> _Request 1_
In the discussion of the visualizer below, which Java file does winder point to for the piece showing the dimensions?

> _Selected extract_
Lots of people using GRBL don't have limit switches and have no interest in figuring out work coordinates. That's no problem.

@dastultz you're right I misunderstood your suggestion. This suggestion has been made before, but specifically about the Z-Axis (i.e. show the safety-height and cut-depth). Seems like it could be useful to some people.

I doubt I'll be able to implement this soon though. The suggestion from @jahnj0584 is probably your best bet for a short-term solution. If you right-click near the right/left edge it will tell you the X/Y coordinate of the mouse which is hopefully enough for you to get a rough idea about whether your part will fit on the machine.

dastultz commented 6 years ago

If you have any ideas about how it should be done, please post them here, perhaps I'll take a crack at it myself.

winder commented 6 years ago

@dastultz if you know how to use Java and want to give it a go, the visualizer has a plugin system for these sorts of extensions. Take a look at SizeDisplay.java for the piece showing the dimensions. There could be a new "dimensions from origin" flag which toggles between the current behavior and the suggested behavior.

dastultz commented 6 years ago

Great. I've got it building locally and I've made some UI tweaks already. I've never issued a pull request before, though. Maybe I'll start with something simple for practice.

dastultz commented 6 years ago

Hello, wondering what you think of this.

screen shot 2017-11-22 at 5 19 35 pm
winder commented 6 years ago

@dastultz the location and lack of units on the new numbers looks good to me. I don't think this needs a flag we can just enable it

mikegc51 commented 5 years ago

Hi newbi here, additional infomation to this discussion about visualizer having loaded gcode to allow jogging to work click x+ button yellow tool cone moves as expected to the right but then snaps back to work zero click y+ tool cone moves away (again as expected) and snaps back to work zero to change axis colour of left/right (normally X) change colour of Y (default blue) in tools/options/ugs/visualizer change axis colour of front/back (normally Y) change X (default red)

Some entries:
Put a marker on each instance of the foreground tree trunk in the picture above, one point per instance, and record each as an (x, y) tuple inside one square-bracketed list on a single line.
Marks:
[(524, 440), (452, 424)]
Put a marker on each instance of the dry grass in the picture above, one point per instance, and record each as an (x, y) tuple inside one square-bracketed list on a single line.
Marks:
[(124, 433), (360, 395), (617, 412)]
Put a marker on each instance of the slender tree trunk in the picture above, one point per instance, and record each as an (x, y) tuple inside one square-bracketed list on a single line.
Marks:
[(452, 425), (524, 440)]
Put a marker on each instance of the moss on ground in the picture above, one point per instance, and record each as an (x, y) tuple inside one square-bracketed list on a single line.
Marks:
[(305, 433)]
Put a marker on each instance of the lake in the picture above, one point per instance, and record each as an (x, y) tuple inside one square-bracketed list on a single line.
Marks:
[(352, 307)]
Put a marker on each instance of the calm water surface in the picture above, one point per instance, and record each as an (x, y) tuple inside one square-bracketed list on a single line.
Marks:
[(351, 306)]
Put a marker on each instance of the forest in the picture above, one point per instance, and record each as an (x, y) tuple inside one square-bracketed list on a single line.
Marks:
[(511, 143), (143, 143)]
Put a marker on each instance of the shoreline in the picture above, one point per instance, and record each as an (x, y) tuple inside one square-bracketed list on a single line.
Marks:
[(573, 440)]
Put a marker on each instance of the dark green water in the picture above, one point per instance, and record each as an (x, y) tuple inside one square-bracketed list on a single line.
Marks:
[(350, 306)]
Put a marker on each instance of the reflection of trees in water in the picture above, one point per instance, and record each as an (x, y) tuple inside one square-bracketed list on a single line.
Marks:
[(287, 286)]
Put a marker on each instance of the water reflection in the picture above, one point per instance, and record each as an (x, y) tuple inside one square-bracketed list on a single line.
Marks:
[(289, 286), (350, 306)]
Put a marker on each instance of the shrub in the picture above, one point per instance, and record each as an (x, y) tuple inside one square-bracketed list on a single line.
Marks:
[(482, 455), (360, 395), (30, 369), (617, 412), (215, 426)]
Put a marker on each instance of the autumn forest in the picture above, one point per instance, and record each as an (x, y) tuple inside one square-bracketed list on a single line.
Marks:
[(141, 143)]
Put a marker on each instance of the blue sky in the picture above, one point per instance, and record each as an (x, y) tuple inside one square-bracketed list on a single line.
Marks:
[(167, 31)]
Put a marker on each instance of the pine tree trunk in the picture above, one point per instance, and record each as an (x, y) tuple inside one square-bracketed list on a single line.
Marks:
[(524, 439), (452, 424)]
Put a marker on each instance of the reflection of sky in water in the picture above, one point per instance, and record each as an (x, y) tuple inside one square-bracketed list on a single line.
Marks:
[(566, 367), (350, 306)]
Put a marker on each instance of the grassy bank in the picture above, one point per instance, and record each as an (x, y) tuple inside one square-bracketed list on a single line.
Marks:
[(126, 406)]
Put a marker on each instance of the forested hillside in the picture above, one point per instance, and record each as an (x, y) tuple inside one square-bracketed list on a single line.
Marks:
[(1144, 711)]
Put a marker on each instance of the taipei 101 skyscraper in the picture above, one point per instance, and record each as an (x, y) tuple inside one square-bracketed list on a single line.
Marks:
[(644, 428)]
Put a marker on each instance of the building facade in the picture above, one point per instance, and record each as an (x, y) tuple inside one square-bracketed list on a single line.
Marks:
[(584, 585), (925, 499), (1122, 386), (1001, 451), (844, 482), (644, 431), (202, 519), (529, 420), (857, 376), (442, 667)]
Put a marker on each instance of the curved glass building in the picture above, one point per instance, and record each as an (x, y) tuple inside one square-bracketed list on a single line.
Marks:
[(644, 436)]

> _Request 2_
Arrange the lines of the entries as a numbered list, leaving out blank lines, starting with the line containing "Put a marker on each instance of the forest in" and going on through the line containing "[(482, 455), (360, 395), (30, 369), (617, 412), (215, 426)]". Include both of those lines and nothing outside that span.

> _Exercise solution 1_
SizeDisplay.java

> _Exercise solution 2_
1. Put a marker on each instance of the forest in the picture above, one point per instance, and record each as an (x, y) tuple inside one square-bracketed list on a single line.
2. Marks:
3. [(511, 143), (143, 143)]
4. Put a marker on each instance of the shoreline in the picture above, one point per instance, and record each as an (x, y) tuple inside one square-bracketed list on a single line.
5. Marks:
6. [(573, 440)]
7. Put a marker on each instance of the dark green water in the picture above, one point per instance, and record each as an (x, y) tuple inside one square-bracketed list on a single line.
8. Marks:
9. [(350, 306)]
10. Put a marker on each instance of the reflection of trees in water in the picture above, one point per instance, and record each as an (x, y) tuple inside one square-bracketed list on a single line.
11. Marks:
12. [(287, 286)]
13. Put a marker on each instance of the water reflection in the picture above, one point per instance, and record each as an (x, y) tuple inside one square-bracketed list on a single line.
14. Marks:
15. [(289, 286), (350, 306)]
16. Put a marker on each instance of the shrub in the picture above, one point per instance, and record each as an (x, y) tuple inside one square-bracketed list on a single line.
17. Marks:
18. [(482, 455), (360, 395), (30, 369), (617, 412), (215, 426)]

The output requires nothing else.